» **Extracted entries**:
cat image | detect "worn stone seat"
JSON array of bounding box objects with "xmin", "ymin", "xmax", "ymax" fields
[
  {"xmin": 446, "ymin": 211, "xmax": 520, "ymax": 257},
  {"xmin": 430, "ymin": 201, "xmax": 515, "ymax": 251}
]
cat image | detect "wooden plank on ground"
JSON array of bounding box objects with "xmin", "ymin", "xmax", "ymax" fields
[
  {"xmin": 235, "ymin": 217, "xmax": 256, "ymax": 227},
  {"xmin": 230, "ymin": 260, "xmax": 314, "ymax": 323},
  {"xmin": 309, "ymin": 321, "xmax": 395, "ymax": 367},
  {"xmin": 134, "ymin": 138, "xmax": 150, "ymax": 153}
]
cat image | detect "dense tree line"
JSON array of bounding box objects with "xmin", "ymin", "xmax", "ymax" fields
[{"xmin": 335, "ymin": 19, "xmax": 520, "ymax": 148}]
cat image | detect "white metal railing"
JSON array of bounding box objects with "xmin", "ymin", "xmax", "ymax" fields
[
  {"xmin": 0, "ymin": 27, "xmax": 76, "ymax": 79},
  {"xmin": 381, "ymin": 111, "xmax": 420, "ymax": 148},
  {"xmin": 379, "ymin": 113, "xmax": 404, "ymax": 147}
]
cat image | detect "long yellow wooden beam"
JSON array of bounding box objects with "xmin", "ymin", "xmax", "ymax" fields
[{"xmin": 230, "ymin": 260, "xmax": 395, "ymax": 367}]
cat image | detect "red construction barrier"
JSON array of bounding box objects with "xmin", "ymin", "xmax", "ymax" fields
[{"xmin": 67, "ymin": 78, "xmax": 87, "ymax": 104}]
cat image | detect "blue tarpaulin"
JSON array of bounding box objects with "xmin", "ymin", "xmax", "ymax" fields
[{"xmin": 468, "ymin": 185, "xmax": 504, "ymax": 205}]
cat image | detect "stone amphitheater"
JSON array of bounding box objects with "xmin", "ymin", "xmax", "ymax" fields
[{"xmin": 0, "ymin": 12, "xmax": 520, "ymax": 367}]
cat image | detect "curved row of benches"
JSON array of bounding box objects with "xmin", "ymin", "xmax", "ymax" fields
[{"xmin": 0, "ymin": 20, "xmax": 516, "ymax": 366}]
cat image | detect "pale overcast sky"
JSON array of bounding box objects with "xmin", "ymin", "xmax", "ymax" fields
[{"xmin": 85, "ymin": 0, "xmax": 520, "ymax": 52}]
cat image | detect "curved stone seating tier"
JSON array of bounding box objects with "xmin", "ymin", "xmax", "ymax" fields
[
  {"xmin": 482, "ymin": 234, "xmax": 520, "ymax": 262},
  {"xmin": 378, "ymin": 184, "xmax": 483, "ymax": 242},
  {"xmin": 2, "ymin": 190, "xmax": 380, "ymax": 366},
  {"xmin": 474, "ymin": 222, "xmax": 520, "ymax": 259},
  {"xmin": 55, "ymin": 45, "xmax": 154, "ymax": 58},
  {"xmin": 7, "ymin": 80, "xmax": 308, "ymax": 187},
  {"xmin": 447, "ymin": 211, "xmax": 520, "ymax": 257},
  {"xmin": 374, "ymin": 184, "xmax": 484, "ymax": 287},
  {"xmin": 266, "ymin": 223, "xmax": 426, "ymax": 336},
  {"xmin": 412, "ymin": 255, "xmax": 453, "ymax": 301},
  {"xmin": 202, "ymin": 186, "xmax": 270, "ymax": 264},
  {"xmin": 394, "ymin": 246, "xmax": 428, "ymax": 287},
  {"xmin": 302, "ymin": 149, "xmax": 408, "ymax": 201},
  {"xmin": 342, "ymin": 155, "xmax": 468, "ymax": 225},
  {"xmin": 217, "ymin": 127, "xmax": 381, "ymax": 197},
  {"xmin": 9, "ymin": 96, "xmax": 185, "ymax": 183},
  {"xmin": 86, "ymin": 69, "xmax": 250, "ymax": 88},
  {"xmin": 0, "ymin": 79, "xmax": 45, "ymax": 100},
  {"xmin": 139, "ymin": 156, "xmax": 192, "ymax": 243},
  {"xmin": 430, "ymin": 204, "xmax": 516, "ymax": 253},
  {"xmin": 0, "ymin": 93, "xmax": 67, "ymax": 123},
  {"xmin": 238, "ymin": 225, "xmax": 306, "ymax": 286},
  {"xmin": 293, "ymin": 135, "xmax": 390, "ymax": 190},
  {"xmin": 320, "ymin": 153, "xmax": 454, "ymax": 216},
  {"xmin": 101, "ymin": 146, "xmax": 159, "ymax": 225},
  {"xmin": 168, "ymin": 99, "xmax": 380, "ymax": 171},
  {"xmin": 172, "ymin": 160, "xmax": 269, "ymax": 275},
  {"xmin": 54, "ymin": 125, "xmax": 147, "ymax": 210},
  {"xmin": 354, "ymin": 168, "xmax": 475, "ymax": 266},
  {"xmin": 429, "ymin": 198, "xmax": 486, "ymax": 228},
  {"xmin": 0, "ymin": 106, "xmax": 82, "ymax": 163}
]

» **What you will do**: Give the listing above again, word for word.

» **Finished exercise**:
cat image | detect "worn stone seat"
JSON array of bounding box objects with "xmin", "ymin", "xmax", "ymax" fields
[
  {"xmin": 446, "ymin": 211, "xmax": 520, "ymax": 257},
  {"xmin": 430, "ymin": 201, "xmax": 515, "ymax": 251}
]
cat image | detect "wooden plank on ground"
JSON array of bounding box objects with "xmin", "ymin", "xmax", "ymax" fields
[
  {"xmin": 235, "ymin": 217, "xmax": 256, "ymax": 227},
  {"xmin": 230, "ymin": 260, "xmax": 314, "ymax": 323},
  {"xmin": 309, "ymin": 321, "xmax": 395, "ymax": 367},
  {"xmin": 134, "ymin": 138, "xmax": 150, "ymax": 153}
]
cat image | detect "dense tree line"
JSON array of bounding box objects with "xmin", "ymin", "xmax", "ymax" fields
[{"xmin": 335, "ymin": 19, "xmax": 520, "ymax": 148}]
cat image | detect "white metal railing"
JSON array of bounding box objects with "xmin", "ymin", "xmax", "ymax" fields
[
  {"xmin": 0, "ymin": 27, "xmax": 76, "ymax": 79},
  {"xmin": 381, "ymin": 111, "xmax": 420, "ymax": 148},
  {"xmin": 379, "ymin": 113, "xmax": 404, "ymax": 147}
]
cat image | detect "long yellow wooden beam"
JSON array of bounding box objects with "xmin", "ymin", "xmax", "ymax" fields
[{"xmin": 230, "ymin": 260, "xmax": 395, "ymax": 367}]
cat image | detect "red construction barrier"
JSON array of bounding box objects with "xmin", "ymin", "xmax", "ymax" fields
[{"xmin": 67, "ymin": 78, "xmax": 87, "ymax": 104}]
cat image | detect "blue tarpaulin"
JSON array of bounding box objects with "xmin", "ymin", "xmax", "ymax" fields
[{"xmin": 468, "ymin": 185, "xmax": 504, "ymax": 205}]
cat image | detect "stone amphitheater"
JSON array of bounding box objects with "xmin", "ymin", "xmax", "ymax" fields
[{"xmin": 0, "ymin": 12, "xmax": 520, "ymax": 367}]
cat image | detect "curved row of benches"
JSON array of bounding box objects with "xmin", "ymin", "xmax", "ymax" fields
[{"xmin": 0, "ymin": 20, "xmax": 516, "ymax": 366}]
cat image | detect "pale overcast sky"
JSON array of bounding box objects with "xmin", "ymin", "xmax", "ymax" fields
[{"xmin": 85, "ymin": 0, "xmax": 520, "ymax": 52}]
cat image | detect "curved stone seating tier"
JSON array of bounding box objects with "xmin", "ymin", "xmax", "ymax" fields
[
  {"xmin": 482, "ymin": 234, "xmax": 520, "ymax": 262},
  {"xmin": 378, "ymin": 184, "xmax": 483, "ymax": 242},
  {"xmin": 2, "ymin": 190, "xmax": 380, "ymax": 366},
  {"xmin": 474, "ymin": 222, "xmax": 520, "ymax": 259},
  {"xmin": 55, "ymin": 45, "xmax": 154, "ymax": 58},
  {"xmin": 7, "ymin": 80, "xmax": 308, "ymax": 187},
  {"xmin": 447, "ymin": 211, "xmax": 520, "ymax": 257},
  {"xmin": 374, "ymin": 184, "xmax": 484, "ymax": 287},
  {"xmin": 266, "ymin": 223, "xmax": 426, "ymax": 336},
  {"xmin": 412, "ymin": 255, "xmax": 453, "ymax": 301},
  {"xmin": 202, "ymin": 186, "xmax": 270, "ymax": 264},
  {"xmin": 394, "ymin": 246, "xmax": 428, "ymax": 287},
  {"xmin": 302, "ymin": 149, "xmax": 408, "ymax": 201},
  {"xmin": 342, "ymin": 155, "xmax": 468, "ymax": 225},
  {"xmin": 217, "ymin": 127, "xmax": 381, "ymax": 197},
  {"xmin": 9, "ymin": 96, "xmax": 185, "ymax": 183},
  {"xmin": 86, "ymin": 69, "xmax": 250, "ymax": 88},
  {"xmin": 0, "ymin": 79, "xmax": 45, "ymax": 100},
  {"xmin": 139, "ymin": 156, "xmax": 192, "ymax": 243},
  {"xmin": 430, "ymin": 204, "xmax": 516, "ymax": 253},
  {"xmin": 0, "ymin": 93, "xmax": 67, "ymax": 123},
  {"xmin": 238, "ymin": 225, "xmax": 306, "ymax": 286},
  {"xmin": 293, "ymin": 135, "xmax": 390, "ymax": 190},
  {"xmin": 320, "ymin": 153, "xmax": 454, "ymax": 216},
  {"xmin": 101, "ymin": 146, "xmax": 159, "ymax": 225},
  {"xmin": 168, "ymin": 99, "xmax": 380, "ymax": 171},
  {"xmin": 172, "ymin": 160, "xmax": 269, "ymax": 275},
  {"xmin": 54, "ymin": 125, "xmax": 147, "ymax": 210},
  {"xmin": 354, "ymin": 168, "xmax": 475, "ymax": 266},
  {"xmin": 429, "ymin": 198, "xmax": 486, "ymax": 228},
  {"xmin": 0, "ymin": 106, "xmax": 82, "ymax": 163}
]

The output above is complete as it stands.